Exercise details:
Below is a block of data; give all of it again word for word.

--- BEGIN Raw data ---

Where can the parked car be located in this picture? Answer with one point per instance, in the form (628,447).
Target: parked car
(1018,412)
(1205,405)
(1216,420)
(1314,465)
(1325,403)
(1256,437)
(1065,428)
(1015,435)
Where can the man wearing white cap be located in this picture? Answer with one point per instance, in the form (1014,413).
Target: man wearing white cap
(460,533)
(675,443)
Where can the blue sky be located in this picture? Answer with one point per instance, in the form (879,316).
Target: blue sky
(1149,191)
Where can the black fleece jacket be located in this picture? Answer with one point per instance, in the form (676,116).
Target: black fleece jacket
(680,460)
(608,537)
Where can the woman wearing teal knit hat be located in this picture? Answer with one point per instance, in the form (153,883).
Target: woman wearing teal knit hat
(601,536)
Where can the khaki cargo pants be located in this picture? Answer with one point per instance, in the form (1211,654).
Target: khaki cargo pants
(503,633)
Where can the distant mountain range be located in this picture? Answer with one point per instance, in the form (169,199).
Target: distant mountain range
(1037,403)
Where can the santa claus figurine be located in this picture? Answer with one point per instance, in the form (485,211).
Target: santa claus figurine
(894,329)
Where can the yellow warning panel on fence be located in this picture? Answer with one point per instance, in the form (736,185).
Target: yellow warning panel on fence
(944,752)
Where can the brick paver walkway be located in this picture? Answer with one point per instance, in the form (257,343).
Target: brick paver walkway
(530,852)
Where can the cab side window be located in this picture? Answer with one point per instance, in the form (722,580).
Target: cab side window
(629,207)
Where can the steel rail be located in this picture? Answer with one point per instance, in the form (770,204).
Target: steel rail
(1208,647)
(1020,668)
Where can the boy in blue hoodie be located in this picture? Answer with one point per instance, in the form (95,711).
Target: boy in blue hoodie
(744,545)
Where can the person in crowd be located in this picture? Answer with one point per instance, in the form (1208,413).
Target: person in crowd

--- END Raw data ---

Exercise result:
Where can the parked car be located in this picture? Answer with one point per instance, in the form (628,447).
Target: parked car
(1018,412)
(1205,405)
(1216,420)
(1314,465)
(1325,403)
(1256,437)
(1065,428)
(1015,435)
Where can the man wearing white cap be located in this picture? Answer with one point per instance, in the form (1014,413).
Target: man wearing white cap
(460,533)
(675,443)
Where can the blue sky be located in this picture? Answer with one point per instance, in the form (879,316).
Target: blue sky
(1149,191)
Where can the black fleece jacket be located in this picture? Answer with one point per instance, in the form (676,116).
Target: black fleece jacket
(680,460)
(608,537)
Where can the woman wearing teal knit hat be located in this picture? Answer with one point per instance, in the form (153,883).
Target: woman wearing teal knit hat
(601,536)
Where can the khaki cargo pants be located in this picture? Answer with one point per instance, in the form (1211,654).
Target: khaki cargo pants
(503,633)
Where can the distant mountain range be located in this picture? Answer with one point per instance, in the form (169,199).
Target: distant mountain range
(1037,403)
Where can the santa claus figurine be located in this picture? Answer with one point per instance, in the form (485,211).
Target: santa claus figurine
(894,329)
Where can the yellow warning panel on fence be located in this picture? Answer with one point per instance, in the form (736,185).
Target: yellow warning panel on fence
(944,752)
Where can the brick paver walkway be located in this picture? Answer with one point per instance, in the form (257,343).
Target: brick paver walkway
(530,852)
Where can the cab side window be located in this picture? Answer with one point per instance, in the form (722,580).
Target: cab side window
(629,207)
Where can the steel rail be located in this picture? Answer with one point per instance, in the form (770,204).
Target: steel rail
(1208,647)
(1020,668)
Where can the boy in blue hoodie be located in this picture? Answer with one point per instance, in the form (95,711).
Target: boy in blue hoodie
(744,545)
Where can the person in crowd be located in this picture? Answer with one point per instance, in the form (1208,413).
Target: person in crowd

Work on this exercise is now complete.